Text shown »
----------------------------------------
You should never underestimate the power of the eggplant. Not unlike myself, with a little love and attention this spongy, bitter nightshade transforms into a glorious, succulent, and dare I say, meaty dish. It goes in everything: dips, salads, pasta, casseroles, or my personal favorite, the king of convenience – sandwiches.

Being vegan, vegetarian, or even just hungry isn’t a hardship when you’ve got savory eggplant loaded with hummus, sweet basil, and roasted red peppers. Ready to level-up? Grill it. Press it, smash it, heat it and don’t stop until this baby is a golden, crusty masterpiece that has your tastebuds screaming “get on me.”

This panini is simple, elegant, delicious, and the best part is you don’t even need a fork; just two hands and an appetite for awesome.

Bon appetit.

Eggplant Panini

Ingredients

2 ciabatta rolls

Olive oil

2-3 1/2” eggplant slices

4 fresh basil leaves

2 Tbsp. prepared hummus

1 roasted red pepper, halved

Method

Preheat a large non-stick skillet to medium/medium-high heat.
----------------------------------------
[Natural-language object grounding data]
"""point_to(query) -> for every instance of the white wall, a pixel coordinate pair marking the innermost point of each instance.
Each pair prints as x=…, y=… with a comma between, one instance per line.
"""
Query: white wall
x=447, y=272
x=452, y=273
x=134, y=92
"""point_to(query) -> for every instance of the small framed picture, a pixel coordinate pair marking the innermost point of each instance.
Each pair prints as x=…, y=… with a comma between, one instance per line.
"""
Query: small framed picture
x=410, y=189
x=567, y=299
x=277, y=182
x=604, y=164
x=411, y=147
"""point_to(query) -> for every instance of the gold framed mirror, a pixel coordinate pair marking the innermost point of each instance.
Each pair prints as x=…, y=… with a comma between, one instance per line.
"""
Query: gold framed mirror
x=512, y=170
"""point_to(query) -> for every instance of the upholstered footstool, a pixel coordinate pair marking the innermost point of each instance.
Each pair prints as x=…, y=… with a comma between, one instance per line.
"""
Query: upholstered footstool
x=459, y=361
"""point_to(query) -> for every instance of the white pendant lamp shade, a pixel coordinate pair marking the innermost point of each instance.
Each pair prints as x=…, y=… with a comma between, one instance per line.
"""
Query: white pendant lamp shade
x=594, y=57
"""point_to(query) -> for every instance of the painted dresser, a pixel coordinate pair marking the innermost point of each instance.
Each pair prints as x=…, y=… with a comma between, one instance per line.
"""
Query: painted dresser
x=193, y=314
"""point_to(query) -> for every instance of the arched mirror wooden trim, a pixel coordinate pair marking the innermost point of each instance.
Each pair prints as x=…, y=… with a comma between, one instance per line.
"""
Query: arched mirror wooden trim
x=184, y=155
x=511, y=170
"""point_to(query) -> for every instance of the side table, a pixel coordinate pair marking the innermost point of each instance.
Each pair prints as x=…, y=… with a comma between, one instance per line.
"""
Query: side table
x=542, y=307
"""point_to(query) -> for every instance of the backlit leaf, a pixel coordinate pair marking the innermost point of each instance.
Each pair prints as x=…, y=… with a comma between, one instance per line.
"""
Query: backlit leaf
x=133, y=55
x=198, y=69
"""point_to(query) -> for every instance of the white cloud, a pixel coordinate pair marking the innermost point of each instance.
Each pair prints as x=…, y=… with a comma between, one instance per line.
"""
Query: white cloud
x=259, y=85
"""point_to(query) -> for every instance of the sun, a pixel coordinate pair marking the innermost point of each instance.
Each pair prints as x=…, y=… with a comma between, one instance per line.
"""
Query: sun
----------------------------------------
Work instructions »
(1) From the eggplant panini recipe, extract everything from "You should never" down to "appetite for awesome.".
(2) List each ingredient given under the "Ingredients" heading of the eggplant panini recipe, with its quantity.

Results »
(1)
You should never underestimate the power of the eggplant. Not unlike myself, with a little love and attention this spongy, bitter nightshade transforms into a glorious, succulent, and dare I say, meaty dish. It goes in everything: dips, salads, pasta, casseroles, or my personal favorite, the king of convenience – sandwiches.

Being vegan, vegetarian, or even just hungry isn’t a hardship when you’ve got savory eggplant loaded with hummus, sweet basil, and roasted red peppers. Ready to level-up? Grill it. Press it, smash it, heat it and don’t stop until this baby is a golden, crusty masterpiece that has your tastebuds screaming “get on me.”

This panini is simple, elegant, delicious, and the best part is you don’t even need a fork; just two hands and an appetite for awesome.

(2)
- 2 ciabatta rolls
- Olive oil
- 2-3 1/2” eggplant slices
- 4 fresh basil leaves
- 2 Tbsp. prepared hummus
- 1 roasted red pepper, halved